> WHAT IS BEING ASKED:
Restate the complete material exactly.

Point placement records
* START *
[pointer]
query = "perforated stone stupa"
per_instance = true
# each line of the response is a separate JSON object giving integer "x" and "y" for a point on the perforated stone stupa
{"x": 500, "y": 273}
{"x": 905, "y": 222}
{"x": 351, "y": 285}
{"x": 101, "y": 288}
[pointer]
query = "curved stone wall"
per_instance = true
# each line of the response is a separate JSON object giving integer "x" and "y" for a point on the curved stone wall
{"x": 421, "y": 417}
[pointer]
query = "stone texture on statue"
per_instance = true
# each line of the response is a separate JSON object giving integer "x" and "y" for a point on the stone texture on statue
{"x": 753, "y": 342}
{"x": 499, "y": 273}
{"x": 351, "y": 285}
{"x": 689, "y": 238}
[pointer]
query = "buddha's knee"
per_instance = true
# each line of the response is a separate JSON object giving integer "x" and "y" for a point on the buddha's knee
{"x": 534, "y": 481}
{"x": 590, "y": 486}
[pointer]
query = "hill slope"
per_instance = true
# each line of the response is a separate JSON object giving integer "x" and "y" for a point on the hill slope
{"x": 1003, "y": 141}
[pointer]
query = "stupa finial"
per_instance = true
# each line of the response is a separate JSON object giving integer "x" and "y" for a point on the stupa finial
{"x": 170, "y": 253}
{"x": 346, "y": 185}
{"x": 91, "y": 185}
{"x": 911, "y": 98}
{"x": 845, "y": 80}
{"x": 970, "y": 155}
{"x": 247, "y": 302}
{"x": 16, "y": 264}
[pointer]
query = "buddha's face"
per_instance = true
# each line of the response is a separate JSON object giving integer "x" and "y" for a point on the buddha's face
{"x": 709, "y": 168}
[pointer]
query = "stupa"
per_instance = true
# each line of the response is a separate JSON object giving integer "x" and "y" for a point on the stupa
* END *
> ANSWER TO THE PROBLEM:
[pointer]
query = "perforated stone stupa"
per_instance = true
# each line of the response is a separate JSON object giving integer "x" and "y" for a point on the perforated stone stupa
{"x": 500, "y": 273}
{"x": 905, "y": 222}
{"x": 351, "y": 285}
{"x": 101, "y": 288}
[pointer]
query = "curved stone wall"
per_instance = true
# each line of the response is a separate JSON object giving integer "x" and "y" for a point on the curved stone wall
{"x": 421, "y": 417}
[pointer]
query = "stone texture on statue"
per_instance = true
# each line of the response is a separate JSON object giving integer "x" and "y" for a point on the stone texture on statue
{"x": 753, "y": 342}
{"x": 499, "y": 273}
{"x": 351, "y": 285}
{"x": 689, "y": 238}
[pointer]
query = "buddha's knee"
per_instance = true
# each line of the response is a separate JSON object giving integer "x" and "y" for a point on the buddha's knee
{"x": 534, "y": 481}
{"x": 590, "y": 486}
[pointer]
query = "hill slope"
per_instance = true
# each line of the response is a separate JSON object giving integer "x" and "y" for a point on the hill slope
{"x": 1003, "y": 141}
[pointer]
query = "stupa finial"
per_instance = true
# each line of the response is a separate JSON object giving integer "x" and "y" for a point on the stupa finial
{"x": 170, "y": 253}
{"x": 346, "y": 185}
{"x": 91, "y": 185}
{"x": 911, "y": 98}
{"x": 845, "y": 80}
{"x": 970, "y": 155}
{"x": 247, "y": 302}
{"x": 16, "y": 264}
[pointer]
query = "buddha's face"
per_instance = true
# each line of the response is a separate JSON object giving integer "x" and "y" for a point on the buddha's face
{"x": 709, "y": 168}
[pointer]
query = "stupa"
per_instance = true
# each line of the response is a separate JSON object giving integer "x" and "y" for a point on the stupa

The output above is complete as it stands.